Start of Block
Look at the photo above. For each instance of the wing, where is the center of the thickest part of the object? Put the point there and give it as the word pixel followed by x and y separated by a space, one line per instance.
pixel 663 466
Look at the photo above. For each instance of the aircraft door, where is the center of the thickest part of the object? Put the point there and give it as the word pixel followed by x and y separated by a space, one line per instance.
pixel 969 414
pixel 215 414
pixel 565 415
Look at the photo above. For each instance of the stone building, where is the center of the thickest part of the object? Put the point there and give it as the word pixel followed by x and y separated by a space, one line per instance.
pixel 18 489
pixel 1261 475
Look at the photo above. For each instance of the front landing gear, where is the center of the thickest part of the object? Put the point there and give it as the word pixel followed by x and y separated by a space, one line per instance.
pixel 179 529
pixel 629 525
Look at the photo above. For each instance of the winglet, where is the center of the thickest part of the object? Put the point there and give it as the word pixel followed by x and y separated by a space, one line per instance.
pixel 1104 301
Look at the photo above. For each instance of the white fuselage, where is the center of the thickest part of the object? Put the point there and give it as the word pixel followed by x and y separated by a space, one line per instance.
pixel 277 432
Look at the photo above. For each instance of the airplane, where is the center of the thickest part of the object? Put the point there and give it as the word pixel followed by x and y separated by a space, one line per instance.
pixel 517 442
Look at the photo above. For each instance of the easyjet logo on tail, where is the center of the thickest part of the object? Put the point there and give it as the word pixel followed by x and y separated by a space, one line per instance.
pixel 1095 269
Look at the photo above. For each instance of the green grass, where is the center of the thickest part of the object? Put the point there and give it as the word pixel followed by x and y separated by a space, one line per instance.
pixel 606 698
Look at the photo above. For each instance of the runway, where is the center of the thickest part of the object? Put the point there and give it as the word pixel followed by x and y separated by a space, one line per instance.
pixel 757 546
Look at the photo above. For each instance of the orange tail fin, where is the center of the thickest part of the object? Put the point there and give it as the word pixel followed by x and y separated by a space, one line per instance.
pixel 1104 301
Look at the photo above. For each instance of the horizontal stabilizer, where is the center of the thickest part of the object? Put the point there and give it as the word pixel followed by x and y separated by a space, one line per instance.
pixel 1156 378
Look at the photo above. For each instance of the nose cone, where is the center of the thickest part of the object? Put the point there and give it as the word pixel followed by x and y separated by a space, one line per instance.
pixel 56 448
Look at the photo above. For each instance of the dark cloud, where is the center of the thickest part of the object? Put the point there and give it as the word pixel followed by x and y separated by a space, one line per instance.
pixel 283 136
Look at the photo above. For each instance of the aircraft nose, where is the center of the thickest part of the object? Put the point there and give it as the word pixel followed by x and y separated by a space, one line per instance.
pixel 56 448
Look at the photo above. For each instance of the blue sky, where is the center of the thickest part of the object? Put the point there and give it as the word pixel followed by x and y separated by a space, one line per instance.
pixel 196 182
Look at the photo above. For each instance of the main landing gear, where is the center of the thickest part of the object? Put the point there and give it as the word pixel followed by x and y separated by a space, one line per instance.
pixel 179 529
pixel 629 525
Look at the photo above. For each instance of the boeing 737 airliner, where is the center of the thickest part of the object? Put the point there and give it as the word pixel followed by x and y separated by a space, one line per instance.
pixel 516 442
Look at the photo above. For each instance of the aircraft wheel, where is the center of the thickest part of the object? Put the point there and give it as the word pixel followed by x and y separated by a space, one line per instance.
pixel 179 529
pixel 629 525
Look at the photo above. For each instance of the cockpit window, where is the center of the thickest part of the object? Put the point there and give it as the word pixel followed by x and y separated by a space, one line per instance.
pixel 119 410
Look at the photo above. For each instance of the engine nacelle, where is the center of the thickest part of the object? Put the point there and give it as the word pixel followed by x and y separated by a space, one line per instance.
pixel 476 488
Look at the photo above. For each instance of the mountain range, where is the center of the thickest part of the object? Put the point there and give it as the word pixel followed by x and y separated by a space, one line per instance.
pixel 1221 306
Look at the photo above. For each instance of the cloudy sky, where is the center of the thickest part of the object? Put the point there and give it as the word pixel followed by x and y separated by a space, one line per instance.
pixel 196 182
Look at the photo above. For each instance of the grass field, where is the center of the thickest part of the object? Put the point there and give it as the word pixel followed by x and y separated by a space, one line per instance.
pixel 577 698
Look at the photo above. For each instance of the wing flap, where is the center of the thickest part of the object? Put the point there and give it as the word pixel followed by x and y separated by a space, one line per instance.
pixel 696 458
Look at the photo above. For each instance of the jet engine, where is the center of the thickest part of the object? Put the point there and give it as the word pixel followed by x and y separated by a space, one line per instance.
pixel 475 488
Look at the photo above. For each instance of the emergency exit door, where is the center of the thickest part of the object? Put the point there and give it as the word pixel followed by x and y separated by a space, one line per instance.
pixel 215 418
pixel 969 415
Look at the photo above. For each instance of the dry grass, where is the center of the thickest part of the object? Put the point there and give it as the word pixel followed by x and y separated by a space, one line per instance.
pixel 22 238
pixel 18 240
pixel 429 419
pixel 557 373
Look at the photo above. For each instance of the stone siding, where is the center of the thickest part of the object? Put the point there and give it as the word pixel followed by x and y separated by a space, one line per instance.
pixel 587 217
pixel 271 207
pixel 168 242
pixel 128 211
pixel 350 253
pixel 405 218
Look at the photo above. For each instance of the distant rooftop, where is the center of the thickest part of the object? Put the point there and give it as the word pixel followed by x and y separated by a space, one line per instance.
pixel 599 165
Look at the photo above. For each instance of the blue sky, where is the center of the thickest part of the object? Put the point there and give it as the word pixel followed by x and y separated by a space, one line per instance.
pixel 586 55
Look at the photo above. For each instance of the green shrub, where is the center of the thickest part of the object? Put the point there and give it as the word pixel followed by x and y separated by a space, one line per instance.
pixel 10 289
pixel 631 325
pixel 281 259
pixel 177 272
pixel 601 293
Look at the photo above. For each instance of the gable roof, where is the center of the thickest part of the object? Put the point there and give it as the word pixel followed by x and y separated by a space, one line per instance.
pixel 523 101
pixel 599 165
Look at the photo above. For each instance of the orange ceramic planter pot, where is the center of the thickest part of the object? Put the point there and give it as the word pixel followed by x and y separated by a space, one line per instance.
End of Block
**Problem description**
The listing above should be transcribed in full, exactly as written.

**Response**
Look at the photo above. For each instance of the wing, where is the center of the thickest part of the object? Put the point there and give it as the word pixel followed by x and y separated by a space, one line per instance.
pixel 663 466
Look at the photo above. For each instance of the aircraft door, where is the center of the thickest part of the object? Put the point there and give it as the word pixel followed by x and y separated by a space, one line per instance.
pixel 969 414
pixel 215 414
pixel 565 415
Look at the photo above. For each instance of the stone building, where is the center of the thickest part of the object? Put the point there and give it as the word pixel followed by x and y separated by a space, one line per instance.
pixel 18 489
pixel 1261 475
Look at the photo above. For each instance of the front landing gear, where is the center of the thickest part of the object? Put the point there and give it as the word pixel followed by x and y separated by a space, one line per instance.
pixel 179 529
pixel 629 525
Look at the photo above. For each instance of the winglet, where is the center of the thickest part of the object? Put the point there and give it as the word pixel followed by x and y separated by a space, one line per instance.
pixel 1104 301
Look at the photo above. For each instance of the white fuselage, where is the center of the thickest part of the object? Put the point there and give it as the word pixel followed by x and y separated by a space, one line per instance.
pixel 277 432
Look at the photo above. For each instance of the airplane, where is the center of the thickest part of the object? Put the point there and give it as the word pixel followed by x and y separated by a space, one line per instance.
pixel 517 442
Look at the photo above. For each instance of the easyjet logo on tail, where is the center of the thickest part of the object? Put the point there and give it as the word pixel followed by x and y separated by a space, one line per instance.
pixel 1095 269
Look at the photo above. For each instance of the green grass, where is the center of the thickest part of the object? Put the point there and give it as the word pixel followed by x and y separated by a space, one line per instance.
pixel 606 698
Look at the photo above. For each instance of the runway, where is the center of the thickest part of the object? Put the point there and give it as the word pixel followed by x and y separated by a space, one line per instance.
pixel 757 546
Look at the photo above. For each instance of the orange tail fin, where is the center of the thickest part of the object? Put the point there and give it as the word pixel followed by x and y separated by a space, one line per instance.
pixel 1104 301
Look at the photo above. For each instance of the horizontal stabilizer, where is the center of the thickest part of the object? Put the point there and give it as the word pixel followed by x and y separated by a space, one line per instance.
pixel 1156 378
Look at the photo above. For each instance of the nose cone, where is the center of the thickest part of the object? Put the point there and give it as the word pixel followed by x and y separated by a space, one line per instance.
pixel 56 448
Look at the photo above. For each instance of the dark cloud, where is the center of the thickest part of the object? Put the point there and give it as the word pixel followed by x and y separated by a space, one line per instance.
pixel 283 136
Look at the photo above. For each instance of the aircraft nose, where is the center of the thickest part of the object? Put the point there and give it as the word pixel followed by x and y separated by a space, one line per instance.
pixel 56 448
Look at the photo above. For each instance of the blue sky, where is the center of the thickest part of the object? Put the point there and give it as the word pixel followed by x and y separated by a space, one line per instance.
pixel 196 182
Look at the photo above. For each instance of the main landing gear, where is the center of the thickest part of the object? Put the point there and give it as the word pixel followed by x and y separated by a space, one line per instance.
pixel 179 529
pixel 629 525
Look at the photo above. For each instance of the boeing 737 airliner, where is the center of the thickest part of the object? Put the point there and give it as the word pixel followed by x and y separated by a space, one line per instance.
pixel 516 442
Look at the photo above. For each instance of the aircraft wheel, where is the center of the thickest part of the object? Put the point there and give it as the word pixel followed by x and y separated by a space, one line per instance.
pixel 179 529
pixel 629 525
Look at the photo above. For each instance of the cockpit window, where is the center of the thickest part of the object? Put the point there and give it as the word pixel followed by x and y separated by a space, one line per instance.
pixel 119 410
Look at the photo above. For each instance of the engine nacelle, where is the center of the thickest part of the object? Put the point there and give it as the word pixel followed by x and y separated by a space, one line per instance.
pixel 476 488
Look at the photo above. For each instance of the mountain range, where is the center of the thickest part of the object? Put the point there and give it as the word pixel followed by x and y separated by a space, one line per instance.
pixel 1221 306
Look at the photo above. For each instance of the cloudy sky, where is the center of the thickest part of the object? Put the point there and give it as the word pixel followed by x and y separated by a space, one line per instance.
pixel 196 182
Look at the photo above. For each instance of the grass field, where is the center of the thickest part of the object? Put the point there and give it as the word pixel followed by x and y separated by a space, one line per instance.
pixel 577 698
Look at the photo above. For each instance of the wing flap, where is the center of the thickest part of the object? Put the point there and give it as the word pixel followed by x and y separated by a space, one line per instance.
pixel 696 458
Look at the photo above. For each instance of the jet engine, where is the center of the thickest part of the object? Put the point there and give it as the word pixel followed by x and y separated by a space, one line per instance.
pixel 475 488
Look at the photo above. For each instance of the emergency exit door, where is the center of the thickest part of the object? Put the point there and give it as the word pixel followed by x and y separated by a space, one line per instance.
pixel 215 418
pixel 969 415
Look at the photo above. For each instance of the dry grass, where is the center of the thickest part of the object? Put the point there and give it as the word pixel followed by x and y separated by a space, one line per instance.
pixel 22 238
pixel 18 240
pixel 429 419
pixel 557 373
Look at the photo above. For each instance of the stone siding, where is the center of the thickest part of the object? Put the point there and give it as the word pixel followed by x and y separated by a space, one line per instance.
pixel 587 217
pixel 271 207
pixel 168 242
pixel 128 211
pixel 350 253
pixel 405 218
Look at the photo above. For each instance of the distant rooftop, where is the center of the thickest part of the object? Put the point there and give it as the word pixel followed by x and y separated by a space, one line per instance.
pixel 599 165
Look at the photo above. For each instance of the blue sky, where is the center of the thickest part of the object? Put the point there and give it as the word pixel followed by x and y separated by a space, one line per instance.
pixel 586 55
Look at the photo above. For each instance of the green shrub, where is the center of the thickest part of the object? Put the point there and give it as the word pixel followed by x and y separated by a space, one line per instance.
pixel 10 289
pixel 631 325
pixel 281 259
pixel 177 272
pixel 601 293
Look at the photo above. For each instance of the gable roof, where is the center of the thickest part of the object? Put the point there and give it as the word pixel followed by x and y separated by a space, one line per instance.
pixel 523 101
pixel 599 165
Look at the photo above. For each instance of the orange ceramic planter pot, where is the center of the thickest part of the object? Put the point there and give it as the word pixel followed by x and y separated by a space, one line per instance.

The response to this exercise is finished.